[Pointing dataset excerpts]
---
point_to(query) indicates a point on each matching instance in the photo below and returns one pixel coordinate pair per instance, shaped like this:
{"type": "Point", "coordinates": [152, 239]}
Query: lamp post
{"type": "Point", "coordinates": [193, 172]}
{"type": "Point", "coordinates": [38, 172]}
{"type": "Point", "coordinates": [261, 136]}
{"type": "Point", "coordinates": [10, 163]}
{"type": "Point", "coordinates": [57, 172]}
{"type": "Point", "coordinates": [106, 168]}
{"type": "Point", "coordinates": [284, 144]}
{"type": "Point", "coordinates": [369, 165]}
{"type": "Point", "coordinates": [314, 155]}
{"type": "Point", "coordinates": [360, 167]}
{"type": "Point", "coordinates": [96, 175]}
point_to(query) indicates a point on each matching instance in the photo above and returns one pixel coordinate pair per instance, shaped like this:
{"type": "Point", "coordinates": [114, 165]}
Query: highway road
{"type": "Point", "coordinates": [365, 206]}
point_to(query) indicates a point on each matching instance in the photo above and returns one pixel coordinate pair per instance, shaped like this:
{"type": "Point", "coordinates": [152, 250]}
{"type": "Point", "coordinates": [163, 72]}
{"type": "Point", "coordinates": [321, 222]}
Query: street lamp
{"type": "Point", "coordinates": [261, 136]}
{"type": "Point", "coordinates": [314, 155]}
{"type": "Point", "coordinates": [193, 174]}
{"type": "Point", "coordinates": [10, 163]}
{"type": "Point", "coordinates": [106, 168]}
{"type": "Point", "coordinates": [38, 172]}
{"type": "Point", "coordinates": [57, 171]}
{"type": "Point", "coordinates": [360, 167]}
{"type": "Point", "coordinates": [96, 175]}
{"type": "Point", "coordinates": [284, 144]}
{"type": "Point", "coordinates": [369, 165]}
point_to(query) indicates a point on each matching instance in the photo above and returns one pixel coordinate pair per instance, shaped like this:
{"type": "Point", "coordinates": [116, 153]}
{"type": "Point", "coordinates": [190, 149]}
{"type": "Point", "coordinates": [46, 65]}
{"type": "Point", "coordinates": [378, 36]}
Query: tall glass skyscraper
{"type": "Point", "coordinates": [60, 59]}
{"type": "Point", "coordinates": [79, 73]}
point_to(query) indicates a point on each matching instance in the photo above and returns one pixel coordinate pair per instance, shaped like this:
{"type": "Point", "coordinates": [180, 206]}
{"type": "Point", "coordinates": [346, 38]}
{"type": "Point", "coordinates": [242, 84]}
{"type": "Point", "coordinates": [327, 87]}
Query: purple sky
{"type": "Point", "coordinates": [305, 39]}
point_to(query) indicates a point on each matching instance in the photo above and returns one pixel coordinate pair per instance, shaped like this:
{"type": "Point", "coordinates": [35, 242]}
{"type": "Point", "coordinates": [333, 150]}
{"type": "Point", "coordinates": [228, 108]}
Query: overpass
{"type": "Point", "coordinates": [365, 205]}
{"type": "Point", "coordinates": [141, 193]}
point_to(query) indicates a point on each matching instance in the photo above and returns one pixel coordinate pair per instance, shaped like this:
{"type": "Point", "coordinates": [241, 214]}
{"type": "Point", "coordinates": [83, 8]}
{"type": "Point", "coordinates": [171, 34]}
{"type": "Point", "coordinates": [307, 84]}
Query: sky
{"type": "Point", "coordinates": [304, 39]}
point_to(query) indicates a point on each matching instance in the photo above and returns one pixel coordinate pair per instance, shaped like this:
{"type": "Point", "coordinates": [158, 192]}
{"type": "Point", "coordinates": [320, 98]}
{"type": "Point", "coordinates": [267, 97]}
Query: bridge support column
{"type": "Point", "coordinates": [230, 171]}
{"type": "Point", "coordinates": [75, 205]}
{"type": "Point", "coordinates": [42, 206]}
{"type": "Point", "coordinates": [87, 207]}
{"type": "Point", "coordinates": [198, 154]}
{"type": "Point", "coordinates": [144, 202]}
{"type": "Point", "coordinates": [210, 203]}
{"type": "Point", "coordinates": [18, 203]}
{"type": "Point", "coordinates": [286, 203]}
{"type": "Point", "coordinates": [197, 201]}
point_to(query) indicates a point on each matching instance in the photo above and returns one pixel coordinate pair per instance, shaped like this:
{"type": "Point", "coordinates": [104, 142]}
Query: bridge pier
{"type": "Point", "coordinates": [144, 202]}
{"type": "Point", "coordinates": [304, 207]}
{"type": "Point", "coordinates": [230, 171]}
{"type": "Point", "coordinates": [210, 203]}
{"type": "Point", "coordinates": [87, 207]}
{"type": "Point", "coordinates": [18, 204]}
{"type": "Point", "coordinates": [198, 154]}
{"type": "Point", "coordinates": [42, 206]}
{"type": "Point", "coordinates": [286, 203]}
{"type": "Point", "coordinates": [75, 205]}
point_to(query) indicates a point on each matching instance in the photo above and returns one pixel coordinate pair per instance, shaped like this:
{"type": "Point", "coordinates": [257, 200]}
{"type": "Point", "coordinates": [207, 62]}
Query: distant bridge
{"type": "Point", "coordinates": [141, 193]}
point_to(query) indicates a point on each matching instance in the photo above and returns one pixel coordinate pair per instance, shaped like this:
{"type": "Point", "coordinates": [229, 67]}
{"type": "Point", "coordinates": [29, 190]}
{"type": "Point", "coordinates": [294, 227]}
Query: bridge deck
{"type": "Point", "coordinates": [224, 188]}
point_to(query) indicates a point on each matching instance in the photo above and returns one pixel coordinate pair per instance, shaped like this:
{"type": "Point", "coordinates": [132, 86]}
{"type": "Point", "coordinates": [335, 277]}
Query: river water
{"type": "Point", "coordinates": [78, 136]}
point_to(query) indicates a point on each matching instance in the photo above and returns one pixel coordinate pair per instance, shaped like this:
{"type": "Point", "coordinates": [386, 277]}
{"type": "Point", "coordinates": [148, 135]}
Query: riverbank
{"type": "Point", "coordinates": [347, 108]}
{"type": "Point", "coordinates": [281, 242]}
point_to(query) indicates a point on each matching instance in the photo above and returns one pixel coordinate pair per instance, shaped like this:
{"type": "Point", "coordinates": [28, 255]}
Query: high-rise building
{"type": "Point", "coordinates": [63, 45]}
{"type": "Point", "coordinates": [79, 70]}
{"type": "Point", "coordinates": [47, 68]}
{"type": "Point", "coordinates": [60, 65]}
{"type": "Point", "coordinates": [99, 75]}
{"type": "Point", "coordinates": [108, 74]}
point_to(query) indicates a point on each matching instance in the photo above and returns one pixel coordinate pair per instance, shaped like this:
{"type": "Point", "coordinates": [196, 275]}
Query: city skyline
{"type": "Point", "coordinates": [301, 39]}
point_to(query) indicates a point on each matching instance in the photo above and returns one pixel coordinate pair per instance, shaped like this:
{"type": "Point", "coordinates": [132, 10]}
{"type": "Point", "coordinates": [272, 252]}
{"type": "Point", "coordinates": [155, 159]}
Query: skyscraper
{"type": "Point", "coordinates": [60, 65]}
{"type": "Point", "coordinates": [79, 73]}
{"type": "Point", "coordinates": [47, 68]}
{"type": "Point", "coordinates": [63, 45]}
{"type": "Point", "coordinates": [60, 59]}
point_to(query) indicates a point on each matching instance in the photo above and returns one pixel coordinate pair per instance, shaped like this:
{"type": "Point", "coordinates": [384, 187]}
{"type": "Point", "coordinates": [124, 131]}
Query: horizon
---
_Work required:_ List every line above that contains the word "bridge", copying each one in full.

_Result for this task:_
Query: bridge support column
Query: bridge pier
Query: distant bridge
Query: bridge deck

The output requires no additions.